**The exercise**
Repeat the listing below word for word, omitting the pictures.

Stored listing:
################

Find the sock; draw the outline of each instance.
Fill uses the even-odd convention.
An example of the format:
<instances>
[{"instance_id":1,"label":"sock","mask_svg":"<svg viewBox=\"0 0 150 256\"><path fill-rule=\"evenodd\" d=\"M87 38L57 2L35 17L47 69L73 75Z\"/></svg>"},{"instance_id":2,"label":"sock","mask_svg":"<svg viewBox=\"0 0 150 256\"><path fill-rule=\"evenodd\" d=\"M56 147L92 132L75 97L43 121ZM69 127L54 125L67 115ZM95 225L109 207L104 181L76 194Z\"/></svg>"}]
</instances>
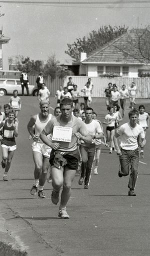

################

**Exercise answer**
Find the sock; draw the outline of each instance.
Fill uses the even-odd convention.
An example of the format:
<instances>
[{"instance_id":1,"label":"sock","mask_svg":"<svg viewBox=\"0 0 150 256\"><path fill-rule=\"evenodd\" d=\"M87 38L57 2L35 17L47 69L73 75Z\"/></svg>"},{"instance_id":2,"label":"sock","mask_svg":"<svg viewBox=\"0 0 150 256\"><path fill-rule=\"evenodd\" d=\"M56 147L92 132L75 97L43 121ZM69 127L54 125L67 115ZM95 225L109 207L104 181L76 194Z\"/></svg>"}]
</instances>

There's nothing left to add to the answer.